TASK TO COMPLETE: Which lines of the records contain the word "annotate"? Copy each one.

[[ DATA TO EXAMINE, beginning ]]

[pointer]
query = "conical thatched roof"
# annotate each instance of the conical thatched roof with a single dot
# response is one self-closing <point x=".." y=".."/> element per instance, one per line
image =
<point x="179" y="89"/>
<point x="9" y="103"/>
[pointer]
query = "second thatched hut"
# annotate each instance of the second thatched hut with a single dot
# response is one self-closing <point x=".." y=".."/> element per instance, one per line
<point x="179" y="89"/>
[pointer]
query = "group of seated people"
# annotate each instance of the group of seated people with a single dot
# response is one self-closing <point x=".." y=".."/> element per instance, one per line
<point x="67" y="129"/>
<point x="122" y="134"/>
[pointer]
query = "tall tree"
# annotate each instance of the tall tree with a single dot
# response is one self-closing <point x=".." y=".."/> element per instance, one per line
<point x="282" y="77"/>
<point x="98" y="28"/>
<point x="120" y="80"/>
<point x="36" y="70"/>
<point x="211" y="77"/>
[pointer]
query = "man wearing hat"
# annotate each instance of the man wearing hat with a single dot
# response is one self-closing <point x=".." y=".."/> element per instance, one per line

[[ DATA TO EXAMINE, end ]]
[[ DATA TO EXAMINE, beginning ]]

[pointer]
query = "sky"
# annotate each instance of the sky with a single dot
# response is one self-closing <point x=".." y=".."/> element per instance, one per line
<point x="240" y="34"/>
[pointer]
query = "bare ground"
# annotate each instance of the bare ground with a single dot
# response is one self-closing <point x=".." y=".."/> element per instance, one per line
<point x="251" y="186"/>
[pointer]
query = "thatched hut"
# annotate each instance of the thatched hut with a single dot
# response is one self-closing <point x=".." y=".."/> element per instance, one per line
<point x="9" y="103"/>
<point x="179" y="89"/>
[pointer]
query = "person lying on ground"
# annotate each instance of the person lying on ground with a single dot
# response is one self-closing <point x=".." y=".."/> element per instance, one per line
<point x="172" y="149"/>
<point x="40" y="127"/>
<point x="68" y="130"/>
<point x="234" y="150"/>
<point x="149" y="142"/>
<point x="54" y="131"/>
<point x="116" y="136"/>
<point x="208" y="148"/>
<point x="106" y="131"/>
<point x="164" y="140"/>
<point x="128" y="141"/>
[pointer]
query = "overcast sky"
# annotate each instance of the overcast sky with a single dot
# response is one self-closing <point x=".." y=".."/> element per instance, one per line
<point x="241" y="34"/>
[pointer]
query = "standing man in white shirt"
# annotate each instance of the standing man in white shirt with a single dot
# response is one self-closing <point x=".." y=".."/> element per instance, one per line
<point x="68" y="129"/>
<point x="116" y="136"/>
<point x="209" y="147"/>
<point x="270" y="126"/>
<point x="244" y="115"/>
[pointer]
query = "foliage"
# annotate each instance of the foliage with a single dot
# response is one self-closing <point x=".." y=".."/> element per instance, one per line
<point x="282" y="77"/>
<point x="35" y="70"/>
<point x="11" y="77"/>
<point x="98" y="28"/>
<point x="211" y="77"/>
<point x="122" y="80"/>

[[ DATA TO EXAMINE, end ]]

RESULT BELOW:
# annotate each instance of the conical thatched roof with a single dot
# annotate each instance of the second thatched hut with a single dot
# annotate each instance of the group of seated people with a single dot
# annotate each instance of the tall tree with a single dot
# annotate each instance of the man wearing hat with a single dot
# annotate each instance of the sky with a single dot
# annotate each instance of the bare ground with a single dot
# annotate each instance of the thatched hut with a single dot
# annotate each instance of the person lying on ground with a single dot
# annotate each instance of the overcast sky with a single dot
# annotate each instance of the standing man in white shirt with a single dot
# annotate each instance of the foliage with a single dot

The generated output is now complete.